### REQUIREMENTS
Format the listing below as a Markdown table with two columns, Row and Line. Give each nonblank line its own numbered row and leave out blank lines.

- - - - - - -

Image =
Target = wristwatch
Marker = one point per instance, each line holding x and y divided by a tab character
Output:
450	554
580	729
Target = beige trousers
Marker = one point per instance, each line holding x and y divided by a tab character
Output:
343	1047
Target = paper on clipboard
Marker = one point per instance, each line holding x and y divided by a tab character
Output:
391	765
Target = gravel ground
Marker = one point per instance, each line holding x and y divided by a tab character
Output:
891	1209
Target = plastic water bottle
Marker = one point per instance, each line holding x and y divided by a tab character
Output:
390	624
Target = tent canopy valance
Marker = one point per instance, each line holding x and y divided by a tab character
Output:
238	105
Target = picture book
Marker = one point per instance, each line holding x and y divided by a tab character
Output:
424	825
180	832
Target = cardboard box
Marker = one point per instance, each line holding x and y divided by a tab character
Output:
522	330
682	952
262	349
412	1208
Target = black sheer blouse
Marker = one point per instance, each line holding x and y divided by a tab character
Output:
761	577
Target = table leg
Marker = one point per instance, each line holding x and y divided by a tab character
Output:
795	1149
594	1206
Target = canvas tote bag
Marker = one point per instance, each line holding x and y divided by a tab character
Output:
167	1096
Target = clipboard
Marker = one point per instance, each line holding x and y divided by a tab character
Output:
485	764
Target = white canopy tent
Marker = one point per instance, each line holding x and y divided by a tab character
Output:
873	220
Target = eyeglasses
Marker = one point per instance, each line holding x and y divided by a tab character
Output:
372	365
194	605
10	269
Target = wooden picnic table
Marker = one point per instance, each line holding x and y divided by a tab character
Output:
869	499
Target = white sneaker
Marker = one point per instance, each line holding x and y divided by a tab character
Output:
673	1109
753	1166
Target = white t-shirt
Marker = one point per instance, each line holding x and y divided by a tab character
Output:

- - - - - - -

### RESPONSE
| Row | Line |
|---|---|
| 1 | Image = |
| 2 | Target = wristwatch |
| 3 | Marker = one point per instance, each line holding x and y divided by a tab character |
| 4 | Output: |
| 5 | 450	554 |
| 6 | 580	729 |
| 7 | Target = beige trousers |
| 8 | Marker = one point per instance, each line holding x and y divided by a tab character |
| 9 | Output: |
| 10 | 343	1047 |
| 11 | Target = paper on clipboard |
| 12 | Marker = one point per instance, each line holding x and y divided by a tab character |
| 13 | Output: |
| 14 | 391	765 |
| 15 | Target = gravel ground |
| 16 | Marker = one point per instance, each line holding x and y divided by a tab character |
| 17 | Output: |
| 18 | 891	1209 |
| 19 | Target = plastic water bottle |
| 20 | Marker = one point per instance, each line holding x and y divided by a tab character |
| 21 | Output: |
| 22 | 390	624 |
| 23 | Target = tent canopy valance |
| 24 | Marker = one point per instance, each line holding x and y divided by a tab character |
| 25 | Output: |
| 26 | 238	105 |
| 27 | Target = picture book |
| 28 | Marker = one point per instance, each line holding x and y divided by a tab character |
| 29 | Output: |
| 30 | 424	825 |
| 31 | 180	832 |
| 32 | Target = cardboard box |
| 33 | Marker = one point per instance, each line holding x and y divided by a tab character |
| 34 | Output: |
| 35 | 522	330 |
| 36 | 682	952 |
| 37 | 262	349 |
| 38 | 412	1208 |
| 39 | Target = black sheer blouse |
| 40 | Marker = one point per instance, each line holding x and y divided by a tab character |
| 41 | Output: |
| 42 | 761	577 |
| 43 | Target = table leg |
| 44 | Marker = one point per instance, each line holding x and y divided by a tab character |
| 45 | Output: |
| 46 | 795	1149 |
| 47 | 594	1206 |
| 48 | Target = canvas tote bag |
| 49 | Marker = one point per instance, each line holding x and y divided by a tab character |
| 50 | Output: |
| 51 | 167	1096 |
| 52 | Target = clipboard |
| 53 | Marker = one point per instance, each line holding x and y divided by a tab character |
| 54 | Output: |
| 55 | 485	764 |
| 56 | Target = white canopy tent |
| 57 | Marker = one point per instance, each line holding x and y divided by a tab character |
| 58 | Output: |
| 59 | 873	220 |
| 60 | Target = eyeglasses |
| 61 | Marker = one point per instance, each line holding x and y divided by a tab character |
| 62 | Output: |
| 63 | 372	365 |
| 64 | 194	605 |
| 65 | 10	269 |
| 66 | Target = wooden picnic table |
| 67 | Marker = one point per instance, each line holding x and y divided by a tab character |
| 68 | Output: |
| 69 | 869	499 |
| 70 | Target = white sneaker |
| 71 | Marker = one point per instance, each line holding x and y divided by a tab character |
| 72 | Output: |
| 73 | 673	1109 |
| 74 | 753	1166 |
| 75 | Target = white t-shirt |
| 76 | Marker = one point per instance, each line holding x and y divided by a tab character |
| 77 | Output: |